# START OF EXTRACTED MATERIAL

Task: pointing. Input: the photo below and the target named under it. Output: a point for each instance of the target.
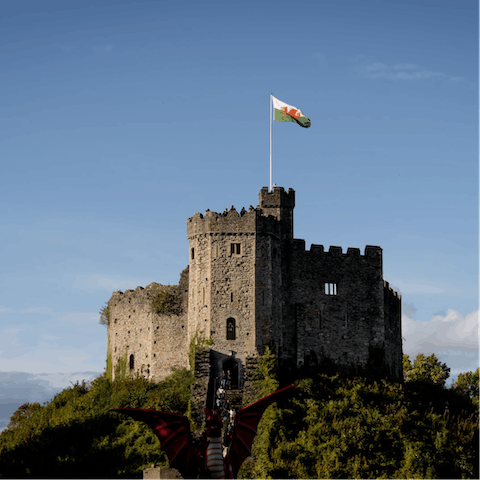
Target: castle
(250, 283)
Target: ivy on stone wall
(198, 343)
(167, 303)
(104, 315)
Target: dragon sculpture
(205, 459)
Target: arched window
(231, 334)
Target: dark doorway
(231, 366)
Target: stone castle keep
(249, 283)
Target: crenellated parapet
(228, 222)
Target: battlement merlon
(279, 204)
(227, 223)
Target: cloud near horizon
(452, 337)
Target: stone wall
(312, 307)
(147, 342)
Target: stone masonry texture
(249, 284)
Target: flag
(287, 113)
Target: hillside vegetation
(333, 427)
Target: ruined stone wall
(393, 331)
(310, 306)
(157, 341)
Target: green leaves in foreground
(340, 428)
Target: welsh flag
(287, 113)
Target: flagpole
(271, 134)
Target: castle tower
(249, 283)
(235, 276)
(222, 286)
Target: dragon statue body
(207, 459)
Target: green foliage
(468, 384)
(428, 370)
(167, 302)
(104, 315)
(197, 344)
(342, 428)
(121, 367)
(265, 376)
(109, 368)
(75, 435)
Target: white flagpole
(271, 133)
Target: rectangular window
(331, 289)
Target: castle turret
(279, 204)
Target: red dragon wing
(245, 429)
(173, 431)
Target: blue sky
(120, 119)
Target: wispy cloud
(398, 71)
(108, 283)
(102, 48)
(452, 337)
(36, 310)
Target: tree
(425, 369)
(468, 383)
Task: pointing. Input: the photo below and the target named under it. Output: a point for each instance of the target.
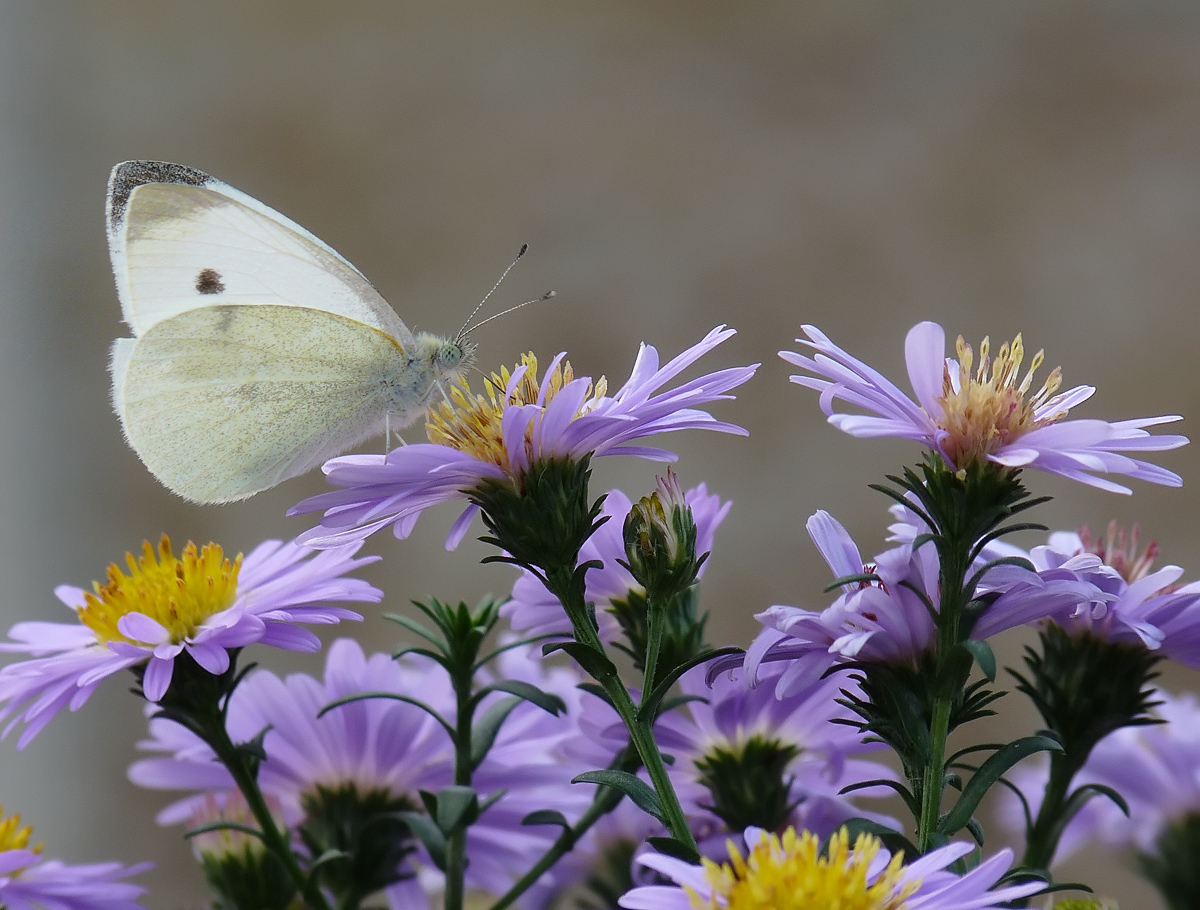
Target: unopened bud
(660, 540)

# END OF EXTRACTED MATERIAL
# START OF EXTRACTED MATERIAL

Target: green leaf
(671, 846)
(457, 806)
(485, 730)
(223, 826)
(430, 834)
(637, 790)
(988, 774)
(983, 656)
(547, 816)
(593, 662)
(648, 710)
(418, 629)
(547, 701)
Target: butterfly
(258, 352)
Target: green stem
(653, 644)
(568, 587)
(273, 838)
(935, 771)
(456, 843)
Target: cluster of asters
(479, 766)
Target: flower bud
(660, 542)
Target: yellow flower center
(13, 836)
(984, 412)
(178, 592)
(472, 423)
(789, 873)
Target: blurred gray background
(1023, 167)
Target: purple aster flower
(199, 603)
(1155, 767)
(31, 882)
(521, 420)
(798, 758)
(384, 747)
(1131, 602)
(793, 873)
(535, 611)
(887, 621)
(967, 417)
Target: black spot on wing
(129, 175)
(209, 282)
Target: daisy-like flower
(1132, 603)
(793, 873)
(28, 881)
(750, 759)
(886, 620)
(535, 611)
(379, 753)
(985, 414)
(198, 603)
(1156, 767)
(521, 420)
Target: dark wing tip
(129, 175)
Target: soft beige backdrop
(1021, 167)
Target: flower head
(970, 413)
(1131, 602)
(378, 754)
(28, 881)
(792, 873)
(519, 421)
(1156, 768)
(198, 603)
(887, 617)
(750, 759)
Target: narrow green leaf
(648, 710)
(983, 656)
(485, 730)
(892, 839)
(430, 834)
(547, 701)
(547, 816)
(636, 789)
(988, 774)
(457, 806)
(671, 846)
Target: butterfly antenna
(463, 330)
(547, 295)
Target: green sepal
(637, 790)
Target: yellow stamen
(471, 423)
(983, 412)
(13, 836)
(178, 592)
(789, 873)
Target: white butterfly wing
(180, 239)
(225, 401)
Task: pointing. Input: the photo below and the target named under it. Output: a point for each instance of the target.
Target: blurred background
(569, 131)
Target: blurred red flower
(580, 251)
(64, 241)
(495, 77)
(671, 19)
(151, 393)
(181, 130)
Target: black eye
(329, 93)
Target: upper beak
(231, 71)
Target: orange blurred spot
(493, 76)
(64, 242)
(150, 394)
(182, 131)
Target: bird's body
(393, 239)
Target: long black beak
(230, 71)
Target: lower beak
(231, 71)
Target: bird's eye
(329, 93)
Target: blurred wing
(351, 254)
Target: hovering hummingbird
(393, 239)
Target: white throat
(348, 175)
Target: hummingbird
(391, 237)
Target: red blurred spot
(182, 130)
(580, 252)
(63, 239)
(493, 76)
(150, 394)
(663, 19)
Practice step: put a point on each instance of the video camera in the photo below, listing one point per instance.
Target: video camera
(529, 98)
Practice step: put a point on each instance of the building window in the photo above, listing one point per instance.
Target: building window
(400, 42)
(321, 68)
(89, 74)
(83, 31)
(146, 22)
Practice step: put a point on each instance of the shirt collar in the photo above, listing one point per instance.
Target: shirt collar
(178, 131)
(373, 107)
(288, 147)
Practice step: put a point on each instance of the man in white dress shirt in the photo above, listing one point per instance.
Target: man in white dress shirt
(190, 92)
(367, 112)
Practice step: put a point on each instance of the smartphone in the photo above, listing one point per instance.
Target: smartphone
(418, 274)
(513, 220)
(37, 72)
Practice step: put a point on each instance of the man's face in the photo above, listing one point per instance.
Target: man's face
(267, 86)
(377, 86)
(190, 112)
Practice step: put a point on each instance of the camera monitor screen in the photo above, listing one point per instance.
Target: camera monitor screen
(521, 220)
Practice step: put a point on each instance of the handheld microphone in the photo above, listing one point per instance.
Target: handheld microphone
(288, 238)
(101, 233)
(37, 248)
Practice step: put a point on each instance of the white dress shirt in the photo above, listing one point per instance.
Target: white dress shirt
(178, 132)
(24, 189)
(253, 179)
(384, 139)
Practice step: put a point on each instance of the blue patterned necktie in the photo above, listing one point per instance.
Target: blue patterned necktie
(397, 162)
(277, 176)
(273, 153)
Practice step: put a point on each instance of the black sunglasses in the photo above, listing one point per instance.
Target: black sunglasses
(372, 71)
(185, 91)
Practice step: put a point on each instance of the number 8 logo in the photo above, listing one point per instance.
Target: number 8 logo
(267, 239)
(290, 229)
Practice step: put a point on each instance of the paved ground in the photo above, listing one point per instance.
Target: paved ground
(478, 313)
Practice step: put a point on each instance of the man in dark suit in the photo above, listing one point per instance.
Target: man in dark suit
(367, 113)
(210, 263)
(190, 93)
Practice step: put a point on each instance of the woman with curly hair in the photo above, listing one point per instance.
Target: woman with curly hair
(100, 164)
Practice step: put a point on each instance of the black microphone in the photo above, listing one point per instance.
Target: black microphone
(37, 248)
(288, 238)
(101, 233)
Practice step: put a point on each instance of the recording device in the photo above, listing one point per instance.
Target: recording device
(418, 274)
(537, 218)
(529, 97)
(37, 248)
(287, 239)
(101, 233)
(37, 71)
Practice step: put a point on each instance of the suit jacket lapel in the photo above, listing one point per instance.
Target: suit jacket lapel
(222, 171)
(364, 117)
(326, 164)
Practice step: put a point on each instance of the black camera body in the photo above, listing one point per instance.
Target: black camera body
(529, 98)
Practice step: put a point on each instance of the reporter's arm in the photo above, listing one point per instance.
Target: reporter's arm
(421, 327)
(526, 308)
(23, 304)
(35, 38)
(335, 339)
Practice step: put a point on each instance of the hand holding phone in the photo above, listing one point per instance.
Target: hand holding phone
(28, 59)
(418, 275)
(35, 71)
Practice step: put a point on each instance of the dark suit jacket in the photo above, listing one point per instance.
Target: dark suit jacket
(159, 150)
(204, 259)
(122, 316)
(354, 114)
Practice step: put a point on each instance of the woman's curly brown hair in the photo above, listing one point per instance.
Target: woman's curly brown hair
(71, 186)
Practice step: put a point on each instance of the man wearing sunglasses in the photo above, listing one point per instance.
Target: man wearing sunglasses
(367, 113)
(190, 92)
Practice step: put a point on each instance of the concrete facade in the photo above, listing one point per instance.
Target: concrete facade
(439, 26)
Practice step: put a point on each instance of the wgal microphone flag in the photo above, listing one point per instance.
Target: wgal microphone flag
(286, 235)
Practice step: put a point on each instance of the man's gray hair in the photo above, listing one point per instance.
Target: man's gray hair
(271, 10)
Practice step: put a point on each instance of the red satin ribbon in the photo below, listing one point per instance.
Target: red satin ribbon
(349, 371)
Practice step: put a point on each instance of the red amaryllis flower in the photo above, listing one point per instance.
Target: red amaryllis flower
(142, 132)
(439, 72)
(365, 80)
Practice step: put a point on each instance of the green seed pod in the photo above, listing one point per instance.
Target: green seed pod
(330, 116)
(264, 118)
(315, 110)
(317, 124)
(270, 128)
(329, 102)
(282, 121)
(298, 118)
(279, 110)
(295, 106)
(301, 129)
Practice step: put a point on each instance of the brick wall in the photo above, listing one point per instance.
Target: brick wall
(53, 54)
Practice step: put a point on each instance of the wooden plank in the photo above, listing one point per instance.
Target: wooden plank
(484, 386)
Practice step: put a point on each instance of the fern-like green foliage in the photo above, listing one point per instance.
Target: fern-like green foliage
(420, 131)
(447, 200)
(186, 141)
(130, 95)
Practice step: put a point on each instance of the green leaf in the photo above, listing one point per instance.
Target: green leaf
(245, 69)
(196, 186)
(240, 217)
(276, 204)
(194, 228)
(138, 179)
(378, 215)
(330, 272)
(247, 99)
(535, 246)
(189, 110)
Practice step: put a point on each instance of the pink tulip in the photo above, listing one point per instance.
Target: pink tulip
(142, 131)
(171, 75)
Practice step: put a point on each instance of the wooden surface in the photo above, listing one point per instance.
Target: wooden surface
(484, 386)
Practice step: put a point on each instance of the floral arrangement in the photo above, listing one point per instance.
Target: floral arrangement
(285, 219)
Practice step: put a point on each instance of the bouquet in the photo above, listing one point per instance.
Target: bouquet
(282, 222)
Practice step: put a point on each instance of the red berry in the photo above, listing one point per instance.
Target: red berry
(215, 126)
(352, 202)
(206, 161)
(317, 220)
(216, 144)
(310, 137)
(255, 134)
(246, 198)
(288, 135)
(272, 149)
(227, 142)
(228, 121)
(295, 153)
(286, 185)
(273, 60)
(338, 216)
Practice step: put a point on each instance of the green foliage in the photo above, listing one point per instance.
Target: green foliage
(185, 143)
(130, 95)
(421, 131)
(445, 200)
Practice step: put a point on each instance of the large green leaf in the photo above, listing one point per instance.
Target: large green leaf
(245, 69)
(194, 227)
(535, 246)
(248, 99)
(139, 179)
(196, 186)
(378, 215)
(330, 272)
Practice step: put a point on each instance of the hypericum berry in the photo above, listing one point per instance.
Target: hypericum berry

# END OF EXTRACTED MATERIAL

§ **YOUR OBJECTIVE**
Filter the material above, keeping every line that contains the string "blurred" and copying each one unchanged.

§ **ANSWER TO THIS TASK**
Target: blurred gray background
Target: blurred background
Target: blurred red flower
Target: orange blurred spot
Target: blurred wing
Target: red blurred spot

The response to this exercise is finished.